- _Work instruction_: The data below is to be repeated in full, exactly as given.

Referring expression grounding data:
-----

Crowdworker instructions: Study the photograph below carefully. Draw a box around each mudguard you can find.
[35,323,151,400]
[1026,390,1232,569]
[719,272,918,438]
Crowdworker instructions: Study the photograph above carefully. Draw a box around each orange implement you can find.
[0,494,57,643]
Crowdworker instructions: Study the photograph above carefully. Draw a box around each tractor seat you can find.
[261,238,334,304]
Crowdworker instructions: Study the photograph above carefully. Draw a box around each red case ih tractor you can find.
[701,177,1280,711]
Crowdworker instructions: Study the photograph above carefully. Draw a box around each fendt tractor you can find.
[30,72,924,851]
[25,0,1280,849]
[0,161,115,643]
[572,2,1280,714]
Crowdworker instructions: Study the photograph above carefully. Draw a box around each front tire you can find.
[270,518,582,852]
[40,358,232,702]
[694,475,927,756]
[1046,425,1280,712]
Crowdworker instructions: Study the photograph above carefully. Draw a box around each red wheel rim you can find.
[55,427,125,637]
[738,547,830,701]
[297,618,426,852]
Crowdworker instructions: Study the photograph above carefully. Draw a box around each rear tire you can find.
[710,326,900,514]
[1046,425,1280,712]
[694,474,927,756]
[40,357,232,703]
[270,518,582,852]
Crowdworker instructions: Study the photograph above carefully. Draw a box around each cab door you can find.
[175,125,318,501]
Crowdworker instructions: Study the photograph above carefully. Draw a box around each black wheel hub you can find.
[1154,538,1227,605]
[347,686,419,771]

-----

- _Output for this task_:
Crowdworker instructions: Study the photograph below carefully. Draw a box around each mudguard you can find.
[35,323,151,400]
[1026,390,1232,569]
[719,272,918,438]
Crowdworker instructions: Study the photograph above carefully. Draw a box around each orange implement you can find.
[0,494,57,643]
Crowdworker instructions: Study the photograph above carefully. Draw a box around each tractor seat you can find.
[261,238,334,304]
Crowdworker instructions: Study the photograph above carefully. Draw a box around each red case ih tractor you can find.
[701,177,1280,711]
Crowdworker instructions: Study the photograph above carefully. Draw a box around each fendt tractor you can find.
[30,72,924,851]
[25,0,1280,849]
[0,161,115,643]
[572,2,1280,714]
Crowdworker instructions: Study the photograph above carefully. Draw a box around each front tire you can find.
[270,518,582,852]
[40,358,232,702]
[694,475,927,756]
[1046,425,1280,712]
Crowdworker instructions: Study the photograph above carefully. Draw a box around each red wheel rim you can find.
[55,427,125,637]
[738,547,830,701]
[297,618,426,852]
Crowdworker instructions: Study the photograph above carefully. Draw a box around each rear tire you can find.
[710,326,900,514]
[1046,425,1280,712]
[694,474,927,756]
[40,357,232,703]
[270,518,582,852]
Crowdworker instructions: Study the photograph above carefully. Draw a box around each cab door you can find.
[175,125,318,501]
Crowdworker instructions: Study the photograph above carefully. Draw a box around each black wheel hub you can find.
[1154,538,1227,605]
[347,686,419,771]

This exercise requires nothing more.